### Instructions for the task:
Write out the whole listing again, exactly as given.

### Input data:
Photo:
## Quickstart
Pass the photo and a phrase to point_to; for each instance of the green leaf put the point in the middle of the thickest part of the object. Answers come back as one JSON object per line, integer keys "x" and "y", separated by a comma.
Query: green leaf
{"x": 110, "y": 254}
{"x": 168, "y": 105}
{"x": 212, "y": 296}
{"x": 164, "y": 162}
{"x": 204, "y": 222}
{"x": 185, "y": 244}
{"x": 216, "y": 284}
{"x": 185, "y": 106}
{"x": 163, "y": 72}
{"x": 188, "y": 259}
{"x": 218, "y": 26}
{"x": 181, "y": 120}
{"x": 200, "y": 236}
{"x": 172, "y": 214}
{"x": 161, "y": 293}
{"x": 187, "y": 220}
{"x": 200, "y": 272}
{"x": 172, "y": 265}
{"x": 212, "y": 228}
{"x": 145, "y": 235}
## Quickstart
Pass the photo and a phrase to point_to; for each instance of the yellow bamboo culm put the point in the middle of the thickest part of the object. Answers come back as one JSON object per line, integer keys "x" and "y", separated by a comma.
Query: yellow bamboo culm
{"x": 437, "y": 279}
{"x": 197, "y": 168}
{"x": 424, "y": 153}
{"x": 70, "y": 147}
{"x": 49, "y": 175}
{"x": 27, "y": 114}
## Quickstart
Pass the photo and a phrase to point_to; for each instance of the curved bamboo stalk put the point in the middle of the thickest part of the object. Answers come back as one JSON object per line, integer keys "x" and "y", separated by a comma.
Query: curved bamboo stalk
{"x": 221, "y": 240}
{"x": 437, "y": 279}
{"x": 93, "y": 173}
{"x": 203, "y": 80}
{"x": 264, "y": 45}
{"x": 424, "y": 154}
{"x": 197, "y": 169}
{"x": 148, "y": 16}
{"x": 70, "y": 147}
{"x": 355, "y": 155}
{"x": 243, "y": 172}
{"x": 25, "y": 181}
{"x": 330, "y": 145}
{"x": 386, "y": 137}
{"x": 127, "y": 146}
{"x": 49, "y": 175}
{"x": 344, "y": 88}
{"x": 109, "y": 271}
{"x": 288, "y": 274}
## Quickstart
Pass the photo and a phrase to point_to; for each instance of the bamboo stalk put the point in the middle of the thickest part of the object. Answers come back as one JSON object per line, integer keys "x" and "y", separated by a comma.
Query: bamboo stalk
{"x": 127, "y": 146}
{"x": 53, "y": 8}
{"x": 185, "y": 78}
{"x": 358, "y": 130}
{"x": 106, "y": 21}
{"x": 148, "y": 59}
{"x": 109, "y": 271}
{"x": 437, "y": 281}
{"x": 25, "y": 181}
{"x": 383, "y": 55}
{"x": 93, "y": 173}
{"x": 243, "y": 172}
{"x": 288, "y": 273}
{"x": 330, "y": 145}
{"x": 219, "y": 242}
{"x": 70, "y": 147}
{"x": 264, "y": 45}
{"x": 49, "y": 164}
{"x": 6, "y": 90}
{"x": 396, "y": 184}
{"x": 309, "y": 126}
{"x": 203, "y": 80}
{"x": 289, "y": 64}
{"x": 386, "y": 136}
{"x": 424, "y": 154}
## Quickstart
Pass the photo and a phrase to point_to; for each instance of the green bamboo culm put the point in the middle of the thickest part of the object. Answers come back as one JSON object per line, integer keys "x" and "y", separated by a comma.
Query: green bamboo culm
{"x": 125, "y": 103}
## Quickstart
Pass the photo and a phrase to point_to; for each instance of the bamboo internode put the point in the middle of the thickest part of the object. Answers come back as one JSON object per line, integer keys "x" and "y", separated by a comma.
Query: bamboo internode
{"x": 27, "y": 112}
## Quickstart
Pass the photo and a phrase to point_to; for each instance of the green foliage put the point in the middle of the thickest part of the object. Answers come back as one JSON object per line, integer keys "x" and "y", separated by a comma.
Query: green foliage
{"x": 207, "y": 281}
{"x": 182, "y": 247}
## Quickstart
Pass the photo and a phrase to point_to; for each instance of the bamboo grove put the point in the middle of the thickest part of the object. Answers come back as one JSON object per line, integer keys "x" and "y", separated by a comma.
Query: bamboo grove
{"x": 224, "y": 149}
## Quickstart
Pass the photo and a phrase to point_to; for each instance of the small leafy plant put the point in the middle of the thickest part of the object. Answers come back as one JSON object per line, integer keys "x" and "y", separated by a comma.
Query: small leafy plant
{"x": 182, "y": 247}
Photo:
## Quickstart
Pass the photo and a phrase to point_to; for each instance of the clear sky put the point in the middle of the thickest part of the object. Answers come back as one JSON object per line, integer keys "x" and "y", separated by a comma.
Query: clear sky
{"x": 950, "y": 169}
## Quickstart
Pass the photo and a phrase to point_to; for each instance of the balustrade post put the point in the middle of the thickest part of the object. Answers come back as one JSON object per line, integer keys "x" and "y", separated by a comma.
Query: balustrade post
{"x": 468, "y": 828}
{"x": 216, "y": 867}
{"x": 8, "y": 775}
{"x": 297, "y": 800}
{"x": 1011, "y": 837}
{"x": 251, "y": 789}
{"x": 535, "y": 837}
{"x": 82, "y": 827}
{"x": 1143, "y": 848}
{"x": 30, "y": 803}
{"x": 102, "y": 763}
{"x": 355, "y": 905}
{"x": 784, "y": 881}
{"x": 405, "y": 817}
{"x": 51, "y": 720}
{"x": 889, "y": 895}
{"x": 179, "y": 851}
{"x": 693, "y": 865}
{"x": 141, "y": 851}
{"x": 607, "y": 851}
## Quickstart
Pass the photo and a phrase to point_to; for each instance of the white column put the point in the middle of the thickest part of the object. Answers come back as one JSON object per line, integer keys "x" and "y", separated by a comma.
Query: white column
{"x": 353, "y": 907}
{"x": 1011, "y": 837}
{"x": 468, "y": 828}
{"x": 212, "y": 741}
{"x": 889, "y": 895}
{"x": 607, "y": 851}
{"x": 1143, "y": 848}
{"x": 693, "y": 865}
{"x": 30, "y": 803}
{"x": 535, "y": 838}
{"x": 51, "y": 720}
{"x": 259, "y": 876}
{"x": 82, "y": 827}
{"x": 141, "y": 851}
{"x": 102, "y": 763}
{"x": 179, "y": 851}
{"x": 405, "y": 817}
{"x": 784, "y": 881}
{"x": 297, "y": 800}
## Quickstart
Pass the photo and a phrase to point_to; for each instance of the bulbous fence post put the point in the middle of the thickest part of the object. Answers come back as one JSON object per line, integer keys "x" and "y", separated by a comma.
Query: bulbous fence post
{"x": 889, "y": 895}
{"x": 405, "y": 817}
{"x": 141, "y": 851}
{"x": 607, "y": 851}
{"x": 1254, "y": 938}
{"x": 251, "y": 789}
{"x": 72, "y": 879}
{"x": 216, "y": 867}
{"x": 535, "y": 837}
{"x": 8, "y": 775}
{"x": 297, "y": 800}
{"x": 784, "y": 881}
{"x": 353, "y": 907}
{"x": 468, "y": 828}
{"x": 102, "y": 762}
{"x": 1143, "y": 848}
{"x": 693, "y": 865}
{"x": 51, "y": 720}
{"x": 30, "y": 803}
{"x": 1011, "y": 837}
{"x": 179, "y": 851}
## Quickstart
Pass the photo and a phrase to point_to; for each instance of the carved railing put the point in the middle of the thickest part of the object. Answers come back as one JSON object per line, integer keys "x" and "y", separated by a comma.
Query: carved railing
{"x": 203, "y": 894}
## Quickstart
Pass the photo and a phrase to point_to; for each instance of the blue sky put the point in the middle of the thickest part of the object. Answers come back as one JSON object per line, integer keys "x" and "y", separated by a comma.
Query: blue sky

### Exercise solution:
Photo:
## Quickstart
Pass the photo and a phrase to point_to; for each instance of the green leaf put the point in the middle of the thickest part of the object. Answers come back as one JSON object per line, integer keys "x" and "y", separated by a comma.
Query: green leaf
{"x": 110, "y": 254}
{"x": 168, "y": 105}
{"x": 212, "y": 296}
{"x": 164, "y": 162}
{"x": 204, "y": 222}
{"x": 185, "y": 244}
{"x": 216, "y": 284}
{"x": 185, "y": 106}
{"x": 163, "y": 72}
{"x": 188, "y": 259}
{"x": 218, "y": 26}
{"x": 181, "y": 120}
{"x": 200, "y": 236}
{"x": 172, "y": 214}
{"x": 161, "y": 293}
{"x": 187, "y": 220}
{"x": 200, "y": 272}
{"x": 172, "y": 265}
{"x": 212, "y": 228}
{"x": 145, "y": 235}
## Quickstart
Pass the photo and a phrase to point_to; for each instance of the yellow bamboo culm put the point in the middle of the thickest part of the object. Answers come back as one JSON object per line, integer keys "x" and "y", separated by a comma.
Query: yellow bamboo culm
{"x": 437, "y": 279}
{"x": 197, "y": 168}
{"x": 424, "y": 153}
{"x": 70, "y": 147}
{"x": 49, "y": 175}
{"x": 27, "y": 114}
## Quickstart
Pass the photo and a phrase to point_to; for each instance of the curved bamboo stalk put the point in the middle of the thickest part of the object. Answers come back as one JSON object per line, integer keys "x" and "y", separated by a comma.
Query: curved bamboo stalk
{"x": 221, "y": 240}
{"x": 437, "y": 279}
{"x": 93, "y": 173}
{"x": 203, "y": 80}
{"x": 264, "y": 45}
{"x": 424, "y": 154}
{"x": 197, "y": 169}
{"x": 148, "y": 16}
{"x": 70, "y": 147}
{"x": 355, "y": 155}
{"x": 243, "y": 172}
{"x": 25, "y": 181}
{"x": 330, "y": 145}
{"x": 386, "y": 137}
{"x": 127, "y": 146}
{"x": 49, "y": 175}
{"x": 344, "y": 88}
{"x": 109, "y": 271}
{"x": 288, "y": 274}
## Quickstart
Pass the photo and a phrase to point_to; for each instance of the bamboo stalk put the point in the middle of the thickest part of the object. Answers come back as one JSON object per line, integer keys "x" and "y", separated by a comma.
Query: bamboo stalk
{"x": 127, "y": 146}
{"x": 53, "y": 8}
{"x": 185, "y": 78}
{"x": 358, "y": 130}
{"x": 106, "y": 21}
{"x": 148, "y": 59}
{"x": 109, "y": 271}
{"x": 437, "y": 281}
{"x": 25, "y": 181}
{"x": 383, "y": 55}
{"x": 93, "y": 173}
{"x": 243, "y": 172}
{"x": 288, "y": 273}
{"x": 330, "y": 145}
{"x": 219, "y": 242}
{"x": 70, "y": 147}
{"x": 264, "y": 45}
{"x": 49, "y": 164}
{"x": 6, "y": 90}
{"x": 396, "y": 184}
{"x": 309, "y": 126}
{"x": 203, "y": 80}
{"x": 289, "y": 64}
{"x": 386, "y": 136}
{"x": 424, "y": 154}
## Quickstart
Pass the photo and a phrase to point_to; for each instance of the green bamboo culm put the point in the middle of the thickest part of the object. Answers come back as one JSON object per line, integer keys "x" and "y", separated by a comma.
Query: green bamboo culm
{"x": 125, "y": 103}
## Quickstart
Pass the photo and a phrase to point_to; for each instance of the bamboo internode put the point in the middle of the thickest part of the object. Answers come back as one JSON object per line, integer keys "x" and "y", separated by a comma.
Query: bamboo internode
{"x": 27, "y": 112}
## Quickstart
Pass the photo and a phrase to point_to; for each instance of the green foliage put the point in the middle of the thickest part of the object. Answers come back as one JSON object per line, integer keys "x" and "y", separated by a comma.
Query: green foliage
{"x": 207, "y": 281}
{"x": 182, "y": 247}
## Quickstart
Pass the photo and a phrase to point_to; for each instance of the bamboo grove put the point in the middle of the thickest part of the object. Answers come back as one JSON object per line, integer keys "x" and "y", separated by a comma.
Query: bamboo grove
{"x": 224, "y": 149}
## Quickstart
Pass the photo and a phrase to point_to; for each instance of the small leafy plant put the point in the middle of the thickest part of the object. Answers come back as one JSON object per line, integer keys "x" and "y", separated by a comma.
Query: small leafy plant
{"x": 182, "y": 247}
Photo:
## Quickstart
Pass the photo and a phrase to point_to; for each instance of the clear sky put the point in the middle of the thickest part of the object. Answers come back as one JSON object per line, integer keys "x" and "y", separated by a comma.
Query: clear sky
{"x": 950, "y": 169}
## Quickstart
Pass the photo and a phrase to point_to; for each instance of the balustrade post put the point in the middle of the thickest part of the object. Answers come back as one JSON object per line, integer keys "x" and "y", separated by a comma.
Query: balustrade post
{"x": 468, "y": 828}
{"x": 216, "y": 867}
{"x": 8, "y": 775}
{"x": 297, "y": 800}
{"x": 1011, "y": 837}
{"x": 251, "y": 789}
{"x": 535, "y": 837}
{"x": 82, "y": 827}
{"x": 1143, "y": 848}
{"x": 30, "y": 803}
{"x": 102, "y": 763}
{"x": 355, "y": 905}
{"x": 784, "y": 881}
{"x": 405, "y": 817}
{"x": 51, "y": 720}
{"x": 889, "y": 895}
{"x": 179, "y": 851}
{"x": 693, "y": 865}
{"x": 141, "y": 851}
{"x": 607, "y": 851}
## Quickstart
Pass the photo and a phrase to point_to; for each instance of the white column put the point in the middle of the thickest part of the object. Answers come back as one JSON object per line, integer keys "x" and "y", separated by a comma.
Query: white column
{"x": 353, "y": 907}
{"x": 1011, "y": 837}
{"x": 468, "y": 828}
{"x": 212, "y": 741}
{"x": 889, "y": 895}
{"x": 607, "y": 851}
{"x": 1143, "y": 848}
{"x": 693, "y": 865}
{"x": 30, "y": 803}
{"x": 535, "y": 838}
{"x": 51, "y": 720}
{"x": 259, "y": 876}
{"x": 82, "y": 827}
{"x": 141, "y": 851}
{"x": 102, "y": 763}
{"x": 179, "y": 851}
{"x": 405, "y": 817}
{"x": 784, "y": 881}
{"x": 297, "y": 800}
## Quickstart
Pass the photo and a phrase to point_to; for each instance of the bulbous fence post put the point in the middle of the thickest part of the object. Answers come back as one JSON object per line, integer keys "x" and "y", separated by a comma.
Query: bulbous fence post
{"x": 889, "y": 895}
{"x": 405, "y": 817}
{"x": 141, "y": 851}
{"x": 607, "y": 851}
{"x": 1254, "y": 938}
{"x": 251, "y": 789}
{"x": 72, "y": 879}
{"x": 216, "y": 867}
{"x": 535, "y": 837}
{"x": 8, "y": 775}
{"x": 297, "y": 800}
{"x": 784, "y": 881}
{"x": 353, "y": 907}
{"x": 468, "y": 828}
{"x": 102, "y": 762}
{"x": 1143, "y": 848}
{"x": 693, "y": 865}
{"x": 51, "y": 720}
{"x": 30, "y": 803}
{"x": 1011, "y": 837}
{"x": 179, "y": 851}
## Quickstart
Pass the photo and a phrase to point_to; for each instance of the carved railing put the point in the middle of the thickest part of the object. Answers come back as one JSON object per line, integer keys "x" and "y", separated by a comma.
Query: carved railing
{"x": 203, "y": 894}
## Quickstart
Pass the photo and a phrase to point_to; for each instance of the blue sky put the point in the middle of the thickest part of the object. Answers come back as one JSON object per line, integer keys "x" and "y", separated by a comma.
Query: blue sky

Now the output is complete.